What you will do
Convert the listing below into a JSON list of strings, one string per line, leaving out blank lines and the pictures.

— START Data section —

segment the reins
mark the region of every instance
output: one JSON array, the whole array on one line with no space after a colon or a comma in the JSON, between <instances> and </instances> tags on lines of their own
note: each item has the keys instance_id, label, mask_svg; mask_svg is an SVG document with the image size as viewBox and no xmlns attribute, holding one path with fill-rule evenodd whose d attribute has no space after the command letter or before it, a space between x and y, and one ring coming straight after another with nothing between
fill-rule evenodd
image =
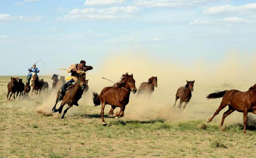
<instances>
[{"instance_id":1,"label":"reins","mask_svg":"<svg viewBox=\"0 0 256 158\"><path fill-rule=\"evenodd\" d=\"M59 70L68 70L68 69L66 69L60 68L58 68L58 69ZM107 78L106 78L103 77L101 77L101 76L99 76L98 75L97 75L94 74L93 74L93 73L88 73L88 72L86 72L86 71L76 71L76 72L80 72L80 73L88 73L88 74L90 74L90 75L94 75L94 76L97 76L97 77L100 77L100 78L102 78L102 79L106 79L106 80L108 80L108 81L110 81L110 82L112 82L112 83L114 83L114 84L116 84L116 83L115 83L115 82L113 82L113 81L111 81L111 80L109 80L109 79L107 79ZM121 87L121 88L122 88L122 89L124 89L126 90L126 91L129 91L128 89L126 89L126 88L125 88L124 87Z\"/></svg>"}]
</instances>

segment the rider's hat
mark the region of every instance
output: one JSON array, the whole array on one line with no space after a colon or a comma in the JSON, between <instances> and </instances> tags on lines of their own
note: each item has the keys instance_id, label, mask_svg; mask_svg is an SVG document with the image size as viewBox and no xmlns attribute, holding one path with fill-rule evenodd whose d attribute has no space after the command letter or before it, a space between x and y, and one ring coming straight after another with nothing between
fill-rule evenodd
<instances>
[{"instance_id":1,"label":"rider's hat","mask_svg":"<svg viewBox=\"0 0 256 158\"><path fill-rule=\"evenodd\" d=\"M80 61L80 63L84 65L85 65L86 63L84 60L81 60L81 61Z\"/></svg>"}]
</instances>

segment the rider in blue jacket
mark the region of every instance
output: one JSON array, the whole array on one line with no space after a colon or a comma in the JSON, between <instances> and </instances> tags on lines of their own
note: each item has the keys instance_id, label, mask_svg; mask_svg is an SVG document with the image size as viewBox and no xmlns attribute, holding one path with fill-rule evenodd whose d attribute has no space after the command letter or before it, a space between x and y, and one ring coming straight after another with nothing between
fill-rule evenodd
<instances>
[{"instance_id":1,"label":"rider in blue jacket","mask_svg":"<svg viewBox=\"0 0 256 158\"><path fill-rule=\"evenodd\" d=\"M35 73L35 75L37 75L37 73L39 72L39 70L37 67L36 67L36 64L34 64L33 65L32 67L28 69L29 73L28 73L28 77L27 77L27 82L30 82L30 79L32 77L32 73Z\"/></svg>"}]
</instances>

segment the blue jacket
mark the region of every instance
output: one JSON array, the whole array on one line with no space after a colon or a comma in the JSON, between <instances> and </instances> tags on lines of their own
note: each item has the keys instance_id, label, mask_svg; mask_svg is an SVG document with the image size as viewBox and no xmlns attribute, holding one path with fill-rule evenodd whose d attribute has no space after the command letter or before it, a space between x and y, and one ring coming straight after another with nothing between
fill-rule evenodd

— END Data section —

Solution
[
  "segment the reins",
  "mark the region of every instance",
  "output: one JSON array, the whole array on one line with no space after a colon or a comma in the JSON, between <instances> and </instances> tags on lines of their own",
  "note: each item has the keys instance_id, label, mask_svg; mask_svg is an SVG document with the image size as viewBox and no xmlns attribute, holding one path with fill-rule evenodd whose d attribute has no space after the command letter or before it, a space between x and y, and one ring coming straight after another with nothing between",
  "fill-rule evenodd",
  "image =",
  "<instances>",
  "[{\"instance_id\":1,\"label\":\"reins\",\"mask_svg\":\"<svg viewBox=\\\"0 0 256 158\\\"><path fill-rule=\\\"evenodd\\\" d=\\\"M59 70L68 70L68 69L66 69L60 68L58 68L58 69ZM107 78L106 78L103 77L101 77L101 76L99 76L98 75L97 75L94 74L93 74L93 73L88 73L88 72L86 72L86 71L76 71L76 72L80 72L80 73L88 73L88 74L90 74L90 75L94 75L94 76L97 76L97 77L100 77L100 78L102 78L102 79L106 79L106 80L108 80L108 81L110 81L110 82L112 82L112 83L114 83L114 84L116 84L116 83L115 83L115 82L113 82L113 81L111 81L111 80L109 80L109 79L107 79ZM121 87L121 88L122 88L122 89L124 89L126 90L126 91L129 91L128 89L126 89L126 88L125 88L124 87Z\\\"/></svg>\"}]",
  "</instances>",
  "segment the rider's hat",
  "mark the region of every instance",
  "output: one JSON array, the whole array on one line with no space after a colon or a comma in the JSON, between <instances> and </instances> tags on lines of their own",
  "note: each item has the keys instance_id, label, mask_svg; mask_svg is an SVG document with the image size as viewBox and no xmlns attribute, holding one path with fill-rule evenodd whose d attribute has no space after the command letter or before it, a space between x and y, and one ring coming straight after another with nothing between",
  "fill-rule evenodd",
  "<instances>",
  "[{\"instance_id\":1,\"label\":\"rider's hat\",\"mask_svg\":\"<svg viewBox=\\\"0 0 256 158\\\"><path fill-rule=\\\"evenodd\\\" d=\\\"M80 61L80 63L84 65L85 65L86 63L84 60L81 60L81 61Z\\\"/></svg>\"}]",
  "</instances>",
  "segment the rider in blue jacket",
  "mark the region of every instance",
  "output: one JSON array, the whole array on one line with no space after a colon or a comma in the JSON, between <instances> and </instances> tags on lines of their own",
  "note: each item has the keys instance_id, label, mask_svg; mask_svg is an SVG document with the image size as viewBox and no xmlns attribute, holding one path with fill-rule evenodd whose d attribute has no space after the command letter or before it, a space between x and y, and one ring coming straight after another with nothing between",
  "fill-rule evenodd",
  "<instances>",
  "[{\"instance_id\":1,\"label\":\"rider in blue jacket\",\"mask_svg\":\"<svg viewBox=\\\"0 0 256 158\\\"><path fill-rule=\\\"evenodd\\\" d=\\\"M35 73L35 75L37 75L37 73L39 72L39 70L37 67L36 67L36 64L34 64L33 65L32 67L28 69L29 73L28 73L28 77L27 77L27 82L30 82L30 79L32 77L32 73Z\\\"/></svg>\"}]",
  "</instances>",
  "segment the blue jacket",
  "mark the region of every instance",
  "output: one JSON array, the whole array on one line with no space after a colon or a comma in the JSON, between <instances> and </instances> tags on lines of their own",
  "note: each item has the keys instance_id, label, mask_svg; mask_svg is an SVG document with the image size as viewBox and no xmlns attribute, holding one path with fill-rule evenodd whose d attribute has no space after the command letter or before it, a space between x and y, and one ring coming straight after another with nothing between",
  "fill-rule evenodd"
]